> _Goal_: Extract every one of the rows below word for word, omitting the pictures.

Stored entries
○ ○ ○

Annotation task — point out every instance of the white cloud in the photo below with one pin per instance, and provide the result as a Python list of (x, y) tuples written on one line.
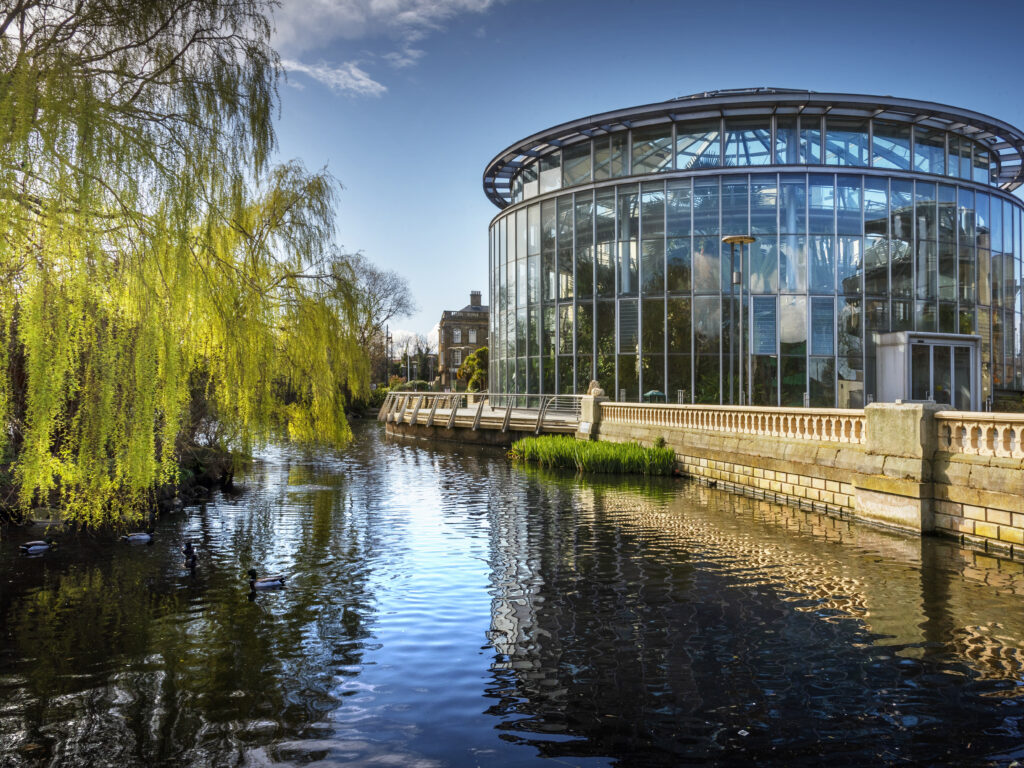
[(308, 25), (303, 26), (345, 78)]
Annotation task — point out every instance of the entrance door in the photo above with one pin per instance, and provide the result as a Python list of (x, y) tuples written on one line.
[(941, 372)]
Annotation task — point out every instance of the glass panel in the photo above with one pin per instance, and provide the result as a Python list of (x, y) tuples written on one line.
[(962, 378), (763, 329), (748, 142), (927, 317), (810, 140), (706, 265), (698, 144), (584, 247), (764, 204), (679, 388), (652, 148), (707, 324), (821, 204), (794, 381), (901, 241), (929, 150), (891, 145), (734, 205), (850, 363), (762, 271), (628, 222), (764, 381), (793, 204), (551, 172), (822, 326), (652, 338), (678, 209), (848, 214), (652, 266), (679, 265), (926, 233), (821, 256), (921, 372), (706, 205), (846, 141), (793, 263), (793, 325), (821, 375), (850, 264), (679, 326), (786, 141), (652, 212), (576, 164)]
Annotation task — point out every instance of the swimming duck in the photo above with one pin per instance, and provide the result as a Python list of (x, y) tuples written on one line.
[(138, 537), (257, 582), (37, 548)]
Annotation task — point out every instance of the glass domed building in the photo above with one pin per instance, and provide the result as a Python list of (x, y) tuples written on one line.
[(885, 259)]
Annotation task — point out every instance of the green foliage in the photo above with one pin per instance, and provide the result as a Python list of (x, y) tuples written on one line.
[(560, 452), (473, 371), (152, 258)]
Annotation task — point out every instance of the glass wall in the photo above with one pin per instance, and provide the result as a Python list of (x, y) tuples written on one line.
[(807, 139), (631, 285)]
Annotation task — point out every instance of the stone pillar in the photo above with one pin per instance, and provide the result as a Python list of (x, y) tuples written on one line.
[(590, 417), (896, 491)]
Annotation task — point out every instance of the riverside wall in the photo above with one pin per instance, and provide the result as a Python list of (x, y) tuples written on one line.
[(906, 466)]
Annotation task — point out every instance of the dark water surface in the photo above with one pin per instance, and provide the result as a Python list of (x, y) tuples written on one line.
[(444, 608)]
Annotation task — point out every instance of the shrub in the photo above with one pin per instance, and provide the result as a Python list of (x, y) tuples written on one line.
[(560, 452)]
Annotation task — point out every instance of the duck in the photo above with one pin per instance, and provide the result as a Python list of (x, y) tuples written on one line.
[(138, 537), (256, 582), (37, 548)]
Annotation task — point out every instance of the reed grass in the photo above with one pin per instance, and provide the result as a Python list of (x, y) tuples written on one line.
[(560, 452)]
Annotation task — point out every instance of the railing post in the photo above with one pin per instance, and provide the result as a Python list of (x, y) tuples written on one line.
[(479, 412)]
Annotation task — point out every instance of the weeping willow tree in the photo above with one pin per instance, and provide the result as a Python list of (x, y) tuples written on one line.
[(151, 255)]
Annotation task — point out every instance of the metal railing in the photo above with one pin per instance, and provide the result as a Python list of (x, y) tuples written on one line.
[(482, 410)]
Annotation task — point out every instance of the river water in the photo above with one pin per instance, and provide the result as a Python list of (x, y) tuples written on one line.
[(445, 608)]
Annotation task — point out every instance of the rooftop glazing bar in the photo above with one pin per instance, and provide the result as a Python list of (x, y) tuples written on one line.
[(871, 216)]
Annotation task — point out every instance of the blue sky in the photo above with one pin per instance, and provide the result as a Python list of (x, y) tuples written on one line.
[(406, 101)]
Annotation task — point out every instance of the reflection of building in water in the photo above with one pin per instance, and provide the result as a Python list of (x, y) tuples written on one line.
[(639, 622), (869, 214)]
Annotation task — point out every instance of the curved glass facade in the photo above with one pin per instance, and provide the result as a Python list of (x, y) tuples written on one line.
[(609, 264)]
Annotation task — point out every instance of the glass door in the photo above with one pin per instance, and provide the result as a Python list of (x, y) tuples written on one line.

○ ○ ○

> _Final answer_:
Annotation task — point out every instance of the white cloud in the photo below with one pin per instance, and provide the result as a Python list of (x, y) tuples written on one line.
[(308, 25), (303, 26), (345, 78)]
Annotation task — point out every instance of the entrance door in the photo above with one pin per instance, and provide the result as a Python list of (x, y) tuples written on one line.
[(941, 372)]
Annotation task — point out every instance of the glass panel in the photo above with one pin per instance, and provide the result as a Python list of (x, y) tuples written on one line.
[(962, 378), (763, 329), (748, 142), (927, 317), (810, 140), (706, 265), (698, 144), (584, 247), (764, 204), (679, 388), (652, 148), (707, 324), (821, 204), (794, 381), (901, 241), (929, 150), (891, 145), (734, 205), (850, 363), (762, 271), (628, 222), (764, 381), (793, 204), (551, 172), (822, 326), (652, 338), (678, 209), (848, 214), (652, 266), (679, 265), (926, 233), (821, 256), (921, 372), (706, 205), (846, 141), (793, 263), (793, 325), (821, 375), (850, 264), (679, 326), (786, 141), (652, 212), (576, 164)]
Annotation task — point out every instance of the swimming duck in the photo above with one pin per instance, and provide the result as a Python list of (x, y) tuples written on one line.
[(138, 537), (257, 582), (37, 548)]
Annotation task — point out every instance of the glass domed building in the photo above with one pin per instance, and provide the result as a Python list of (x, y) tuples written on one line.
[(885, 259)]
Annotation task — point out every instance of the green foliage in the photo above with one pin per instance, and provide the result as a Python list of (x, y) tuples written on one line.
[(560, 452), (473, 371), (152, 258)]
Annotation task — point out every instance of the glass wall in the photo above with one pin per instance, and provide the result as a Python list of (x, y) tuples written on one line.
[(807, 139), (631, 285)]
Annotation task — point out every instance of the stone pillar in the photo above with one pin per instance, and provide the result as a Python list of (x, y) tuples written on one line.
[(590, 417), (896, 491)]
Annotation task — point out every instance of the riverside wall in the photo above with one pin per instance, and provide the result as a Python list of (x, y) tuples written on one line.
[(906, 466)]
Annotation task — point out every instance of the dark water surface in the photo above with one pin per instance, and provide the result as a Python list of (x, y) tuples written on one line.
[(444, 608)]
Annotation task — point out every instance of the shrub in the photo above with one pin per instance, and provide the result as a Python list of (x, y) tuples written on one line.
[(560, 452)]
Annotation task — point out every instance of the duck in the photo above with one pin per instance, and provide the result as a Python list of (x, y) tuples written on one line.
[(138, 537), (256, 582), (37, 548)]
Annotation task — point out every instance of the reed grass in the photo above with one pin per instance, and provide the result as a Python list of (x, y) tuples written on one line.
[(560, 452)]
Annotation task — point out every instance of the railing post in the photo above with one pin per instance, and provide the result as a Python list of (x, y) tuples written on one line.
[(479, 412)]
Annotation task — point out every instance of the weeping willow tree in the photo above with one pin per instance, and provide the result as a Python list of (x, y) tuples written on one line.
[(151, 255)]
Annotation task — point out every instance of the metal railing in the photo above with one pin per instance, and provide the result as a Python list of (x, y) tuples written on one line.
[(482, 410)]
Annotation task — point out every instance of the river water in the photo above with one pin per instance, and provide the result as a Python list of (x, y) tuples written on one line.
[(445, 608)]
Annotation task — point out every instance of the rooftop glazing bar in the photo above with one pin per instance, and provide the result as a Python list of (x, y) tuples written on one line.
[(871, 216)]
Annotation task — point out every instance of the blue sky in the photo above with one pin per instance, and provide the result as a Python list of (x, y) tuples written on one line.
[(406, 101)]
Annotation task — point out every instance of the reflection of building in water in the photo above with one pin per instance, and provide the result as a Python list of (x, y) tuples written on one line.
[(639, 622), (869, 214)]
Annotation task — point out every instance of the curved glass facade in the photo above with one pin per instance, and provide the result as a Python list of (x, y) tuples written on one line.
[(609, 264)]
Annotation task — point out every instance of the glass door in the photo above with one pin per instance, and provide the result as a Python list of (x, y) tuples written on one line.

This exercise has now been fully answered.